▶ _WORK TO COMPLETE_
Send back all of the records, each one exactly as written.

▶ _TASK INPUT_
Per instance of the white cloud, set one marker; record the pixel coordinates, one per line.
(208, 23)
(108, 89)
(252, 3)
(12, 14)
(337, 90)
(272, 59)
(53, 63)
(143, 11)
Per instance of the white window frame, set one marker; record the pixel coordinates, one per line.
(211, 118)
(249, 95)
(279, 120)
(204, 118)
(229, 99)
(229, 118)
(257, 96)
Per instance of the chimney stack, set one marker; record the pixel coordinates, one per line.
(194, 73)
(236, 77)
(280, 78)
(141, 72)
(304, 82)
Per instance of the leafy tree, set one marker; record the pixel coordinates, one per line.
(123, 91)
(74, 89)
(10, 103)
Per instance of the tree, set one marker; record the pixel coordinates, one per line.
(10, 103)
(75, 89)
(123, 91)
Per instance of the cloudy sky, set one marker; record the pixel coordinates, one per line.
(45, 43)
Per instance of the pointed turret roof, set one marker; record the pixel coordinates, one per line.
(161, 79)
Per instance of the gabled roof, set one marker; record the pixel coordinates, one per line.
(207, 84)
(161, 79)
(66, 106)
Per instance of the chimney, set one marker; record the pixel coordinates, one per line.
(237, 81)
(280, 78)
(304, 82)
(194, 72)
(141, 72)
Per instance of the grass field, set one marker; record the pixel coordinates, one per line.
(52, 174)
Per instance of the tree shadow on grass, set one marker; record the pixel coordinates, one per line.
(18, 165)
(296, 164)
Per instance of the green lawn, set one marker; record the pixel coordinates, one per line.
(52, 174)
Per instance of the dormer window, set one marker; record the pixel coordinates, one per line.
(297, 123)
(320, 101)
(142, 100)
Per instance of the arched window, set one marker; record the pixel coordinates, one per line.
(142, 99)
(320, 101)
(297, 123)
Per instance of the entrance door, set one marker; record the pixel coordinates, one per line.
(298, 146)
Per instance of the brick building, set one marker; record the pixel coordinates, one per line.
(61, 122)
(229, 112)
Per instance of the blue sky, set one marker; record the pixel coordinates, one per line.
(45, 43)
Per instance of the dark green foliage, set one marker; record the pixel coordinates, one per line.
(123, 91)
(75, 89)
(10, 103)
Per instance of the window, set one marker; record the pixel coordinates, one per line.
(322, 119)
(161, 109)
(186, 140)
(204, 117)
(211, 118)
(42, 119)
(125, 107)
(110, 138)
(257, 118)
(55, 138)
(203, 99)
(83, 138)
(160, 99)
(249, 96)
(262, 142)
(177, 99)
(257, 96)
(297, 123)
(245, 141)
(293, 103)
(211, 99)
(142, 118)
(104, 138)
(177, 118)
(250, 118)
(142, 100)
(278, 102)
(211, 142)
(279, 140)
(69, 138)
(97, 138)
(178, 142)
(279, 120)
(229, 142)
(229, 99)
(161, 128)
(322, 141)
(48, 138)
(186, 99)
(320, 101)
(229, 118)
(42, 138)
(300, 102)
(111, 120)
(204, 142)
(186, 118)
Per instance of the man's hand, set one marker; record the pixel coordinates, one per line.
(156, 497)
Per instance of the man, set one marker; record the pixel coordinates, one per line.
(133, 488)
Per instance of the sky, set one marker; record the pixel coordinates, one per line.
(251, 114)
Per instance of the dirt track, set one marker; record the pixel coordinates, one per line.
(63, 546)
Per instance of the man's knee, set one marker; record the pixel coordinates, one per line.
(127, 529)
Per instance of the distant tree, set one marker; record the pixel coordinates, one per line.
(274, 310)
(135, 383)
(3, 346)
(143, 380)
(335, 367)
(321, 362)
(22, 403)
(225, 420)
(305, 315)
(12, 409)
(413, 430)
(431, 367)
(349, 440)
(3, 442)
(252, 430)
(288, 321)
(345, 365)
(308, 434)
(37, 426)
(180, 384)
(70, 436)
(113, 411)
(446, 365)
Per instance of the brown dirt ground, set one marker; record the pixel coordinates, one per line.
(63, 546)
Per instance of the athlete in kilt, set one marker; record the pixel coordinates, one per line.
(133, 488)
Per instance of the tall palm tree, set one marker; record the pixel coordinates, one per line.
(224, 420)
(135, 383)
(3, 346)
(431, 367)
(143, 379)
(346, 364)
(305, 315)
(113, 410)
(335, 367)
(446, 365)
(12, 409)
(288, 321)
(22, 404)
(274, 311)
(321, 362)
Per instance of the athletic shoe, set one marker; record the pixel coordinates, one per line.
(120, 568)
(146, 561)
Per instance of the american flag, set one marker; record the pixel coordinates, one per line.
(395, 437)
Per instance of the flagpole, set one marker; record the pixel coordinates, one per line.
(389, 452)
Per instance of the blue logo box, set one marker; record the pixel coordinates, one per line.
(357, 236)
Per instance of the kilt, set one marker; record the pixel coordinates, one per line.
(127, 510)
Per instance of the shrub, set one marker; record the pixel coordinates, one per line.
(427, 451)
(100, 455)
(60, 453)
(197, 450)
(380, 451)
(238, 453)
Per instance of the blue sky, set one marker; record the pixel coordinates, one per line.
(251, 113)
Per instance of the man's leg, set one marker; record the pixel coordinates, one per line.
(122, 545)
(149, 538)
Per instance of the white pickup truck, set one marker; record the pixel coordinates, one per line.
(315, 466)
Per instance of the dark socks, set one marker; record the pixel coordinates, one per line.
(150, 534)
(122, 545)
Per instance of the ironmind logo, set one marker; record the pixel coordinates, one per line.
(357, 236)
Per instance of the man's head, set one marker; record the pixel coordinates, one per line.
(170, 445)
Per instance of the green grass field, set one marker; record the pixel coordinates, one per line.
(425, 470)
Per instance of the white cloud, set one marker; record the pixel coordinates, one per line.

▶ _SOLUTION TO THIS PROBLEM_
Per instance of the white cloud, set one marker; record the pixel coordinates, one per line.
(208, 23)
(108, 89)
(252, 3)
(12, 14)
(337, 90)
(272, 59)
(53, 63)
(143, 11)
Per instance of the white window frame, set one marker; record the pixel coordinates, one per line.
(211, 118)
(249, 95)
(279, 120)
(204, 118)
(229, 99)
(229, 118)
(257, 96)
Per instance of the chimney stack, set one marker; record the pixel coordinates, one per line.
(194, 73)
(236, 77)
(280, 78)
(141, 72)
(304, 82)
Per instance of the leafy tree, set one marker; record the pixel coordinates, one per line.
(123, 91)
(74, 89)
(10, 103)
Per instance of the tree, set one marker; record the pixel coordinates, one per line.
(10, 103)
(75, 89)
(123, 91)
Per instance of the cloudy sky, set one marker; record the pixel coordinates, one per line.
(45, 43)
Per instance of the pointed turret roof, set one marker; record the pixel coordinates, one per line.
(161, 79)
Per instance of the gabled roof, set one marker; record the pixel coordinates, one per line.
(207, 84)
(161, 79)
(66, 106)
Per instance of the chimney, set one marker; record the pixel coordinates, one per line.
(237, 81)
(280, 78)
(304, 82)
(194, 72)
(141, 72)
Per instance of the grass field, set one marker; record the pixel coordinates, one per line.
(52, 174)
Per instance of the tree shadow on grass, set one marker; record the pixel coordinates, one per line.
(18, 165)
(296, 164)
Per instance of the green lawn, set one marker; record the pixel coordinates, one per line.
(52, 174)
Per instance of the dormer window, set one marker; record the pixel coordinates, one per line.
(297, 123)
(320, 101)
(142, 100)
Per instance of the arched window, set one marker; record the pixel coordinates, one per line.
(142, 99)
(320, 101)
(297, 123)
Per instance of the entrance door, set one marker; record the pixel coordinates, one per line.
(298, 146)
Per instance of the brick building, set one marker; record the pixel coordinates, one per line.
(61, 122)
(229, 112)
Per instance of the blue sky, set one marker; record the pixel coordinates, one per line.
(45, 43)
Per instance of the dark green foliage, set one marker; record the pixel coordinates, one per line.
(123, 91)
(75, 89)
(10, 103)
Per instance of the window, set one marker; record the pixel coordinates, one per line.
(322, 119)
(161, 109)
(186, 140)
(204, 117)
(211, 118)
(42, 119)
(125, 107)
(110, 138)
(257, 118)
(55, 138)
(203, 99)
(83, 138)
(160, 99)
(249, 96)
(262, 142)
(177, 99)
(257, 96)
(297, 123)
(245, 141)
(293, 103)
(211, 99)
(142, 118)
(104, 138)
(177, 118)
(250, 118)
(142, 100)
(278, 102)
(211, 142)
(279, 140)
(69, 138)
(97, 138)
(178, 142)
(279, 120)
(229, 142)
(229, 99)
(161, 128)
(322, 141)
(48, 138)
(186, 99)
(320, 101)
(229, 118)
(42, 138)
(300, 102)
(111, 120)
(204, 142)
(186, 118)
Per instance of the man's hand, set one marker; record the pixel coordinates, one per line.
(156, 497)
Per instance of the man, set one marker; record the pixel coordinates, one per line.
(133, 488)
Per instance of the sky, set one marker; record the pixel coordinates, one per line.
(251, 114)
Per instance of the dirt track, set one marker; record the pixel coordinates, one per line.
(63, 546)
Per instance of the man's knee, set one marker; record the pixel coordinates, one per line.
(127, 529)
Per instance of the distant tree, set one marker; record the pixel coordinates, one per line.
(274, 310)
(135, 383)
(3, 346)
(143, 380)
(335, 367)
(321, 362)
(22, 403)
(225, 420)
(305, 315)
(12, 409)
(413, 430)
(431, 367)
(349, 440)
(3, 442)
(252, 430)
(288, 321)
(345, 365)
(308, 434)
(37, 426)
(180, 384)
(70, 436)
(113, 411)
(446, 365)
Per instance of the brown dirt ground, set one marker; record the pixel coordinates, one per line.
(63, 546)
Per instance of the athlete in kilt, set one marker; record the pixel coordinates, one per line.
(133, 488)
Per instance of the tall palm tree, set one marker; record the pixel coordinates, one per line.
(224, 420)
(135, 383)
(3, 346)
(431, 367)
(143, 379)
(346, 364)
(305, 315)
(113, 410)
(335, 367)
(446, 365)
(12, 409)
(288, 321)
(22, 404)
(274, 311)
(321, 362)
Per instance of the athletic shoe, set one marker; record the pixel coordinates, one per line.
(120, 568)
(146, 561)
Per instance of the american flag, set one marker; record the pixel coordinates, one per line.
(395, 437)
Per instance of the flagpole, set one marker; record the pixel coordinates, one per line.
(389, 452)
Per instance of the blue logo box, set one marker; record the pixel coordinates, one per line.
(357, 236)
Per instance of the kilt, set one marker; record the pixel coordinates, one per line.
(127, 510)
Per instance of the shrub, set one marker; record the pixel coordinates, one per line.
(427, 451)
(100, 455)
(60, 453)
(197, 450)
(380, 451)
(238, 453)
Per instance of the blue sky, set one marker; record the pixel coordinates, one per line.
(251, 113)
Per instance of the man's leg, set one marker; record the pixel coordinates, one per line.
(122, 545)
(149, 538)
Per instance of the white pickup truck, set one marker; record the pixel coordinates, one per line.
(315, 466)
Per instance of the dark socks, set one marker; record the pixel coordinates, one per line.
(150, 534)
(122, 545)
Per instance of the ironmind logo, set one marker; record the pixel coordinates, one per line.
(357, 236)
Per instance of the man's head, set one marker; record the pixel coordinates, one per line.
(170, 445)
Per instance of the green grass field, set one marker; record the pixel coordinates, one per line.
(425, 470)
Per instance of the white cloud, set one marker; record the pixel coordinates, one per line.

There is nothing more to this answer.